И тем более, что у нас истинно-православных художественных произведений вовсе нет. Считать «Братьев Карамазовых» православным романом могут только те, которые мало знакомы с истинным Православием, с христианством Св. Отцов и старцев афонских и оптинских.
Но, во-первых, ещё вопрос: хорошо ли я написал бы его? Хорошо ли в смысле доступности общему вкусу?
Ни одна из моих повестей, ни один из моих романов не только не имели шумного успеха, но и не заслужили ни одной большой журнальной основательной критической статьи (хотя все они, эти романы и повести, были, по крайней мере, оригинальны, не похожи ни на Тургенева, ни на Л. Толстого, ни, тем более, на Достоевского).
Все отзывы были краткие, как бы мимоходом; Даже и самые похвальные популярности моей не увеличивали. Издавать их на свой страх никто не чувствовал особой охоты; это было так постоянно, что и я давно совершенно охладел к таким изданиям и мало думаю о них.
Опять скажу: я ли не умел заинтересовать большинство читателей; обстоятельства ли сложились странно и невыгодно, не знаю; но если в течение 28 лет (от 61 года, например) человек напечатал столько разнородных вещей в повествовательном роде и иные из них были встречены совершенным молчанием, а другие заслужили похвальные, но краткие и невнимательные отзывы, то что же он должен думать?
Что-нибудь одно из трёх: или что он сам бездарен, что у него вовсе нет настоящего художественного дара; или что все редакторы и критики в высшей степени недобросовестные люди, что даже те почитатели и друзья его, которые на словах и в частных письмах превозносят его талант, тоже недобросовестны и нечестны или беззаботны по-русски в литературном деле; или, наконец, что есть в его судьбе нечто особое.
На каком взгляде из трёх христианину полезнее и правильнее остановиться в моём частном случае?
Признавать мне себя недаровитым или недостаточно даровитым, «не художником» это было бы ложью и натяжкою. Это невозможно. Этого я никогда ни от кого не слыхал. Такого решения и смирение христианское вовсе не требует. В известные годы, созревши вполне и с огромным запасом житейского опыта, человек не может даже не сознавать (одного сравнения достаточно), что он добр, например, храбр, искусен в чём-нибудь, умён, физически силён, красив и т. д.
Это всё дары Божий, и как таковые все они и отъяты могут быть Богом же или, и сохраняясь даже, не принести, однако, человеку для загробной его жизни ни малейшей пользы и даже могут принести вред, если будут не по учению благодати развиты и направлены.
Не физиологическое смирение нужно, а духовное. Не нам, не нам, Господи, а имени Твоему!
Других всех, даже друзей и почитателей своих, считать людьми легкомысленными или недобросовестными, это было бы не только грешно и нечестно, но даже и глупо! Какой вздор! Я мог бы назвать здесь многих.
И стоило бы только назвать некоторых из них, чтобы обвинение в легкомыслии и недобросовестности оказалось невозможным. От некоторых из них я видел столько добра, что, кроме самой живой признательности к ним, ничего не чувствую. Однако и из них многие не сделали для моего имени, для успеха моих сочинений того, что они могли бы сделать.

▶ **Задания**:
A) Перескажите отрывок в двух предложениях.
B) Ответьте на вопросы по отрывку, помечая ответы так же, как вопросы:
(i) Сколько лет, по словам отрывка, человек печатал разнородные вещи в повествовательном роде?
(ii) На каких писателей, по словам автора, не похожи его романы и повести?
(iii) Какое смирение, согласно отрывку, нужно вместо физиологического?

▶ **Данные**:

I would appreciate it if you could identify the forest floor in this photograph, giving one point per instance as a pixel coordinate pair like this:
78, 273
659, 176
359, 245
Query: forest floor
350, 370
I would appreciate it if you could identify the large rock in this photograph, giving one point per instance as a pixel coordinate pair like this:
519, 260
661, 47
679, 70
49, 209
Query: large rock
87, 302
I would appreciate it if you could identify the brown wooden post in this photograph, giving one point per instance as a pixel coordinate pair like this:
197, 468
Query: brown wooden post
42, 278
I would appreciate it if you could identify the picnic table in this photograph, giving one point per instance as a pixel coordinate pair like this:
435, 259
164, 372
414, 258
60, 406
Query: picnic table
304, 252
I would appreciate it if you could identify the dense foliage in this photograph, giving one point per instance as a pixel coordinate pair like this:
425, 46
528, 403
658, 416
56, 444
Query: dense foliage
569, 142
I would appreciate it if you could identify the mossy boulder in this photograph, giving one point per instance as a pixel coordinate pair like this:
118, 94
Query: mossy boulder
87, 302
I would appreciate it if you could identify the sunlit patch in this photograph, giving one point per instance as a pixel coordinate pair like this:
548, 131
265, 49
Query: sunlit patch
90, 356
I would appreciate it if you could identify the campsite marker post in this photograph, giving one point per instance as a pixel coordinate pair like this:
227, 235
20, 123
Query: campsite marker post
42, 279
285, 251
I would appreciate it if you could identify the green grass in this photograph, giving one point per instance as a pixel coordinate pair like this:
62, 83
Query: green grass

▶ **Ответы**:
A) Автор пишет, что ни одна из его повестей и ни один из романов не имели шумного успеха и не получили большой критической статьи, и спрашивает, какое из трёх объяснений этого христианину правильнее принять. Считать себя бездарным он называет ложью, а считать недобросовестными редакторов, критиков и друзей — грешным и глупым, хотя и признаёт, что многие из них не сделали для успеха его сочинений того, что могли бы.

B)
(i) 28 лет (от 61 года).
(ii) На Тургенева, Л. Толстого и Достоевского.
(iii) Духовное.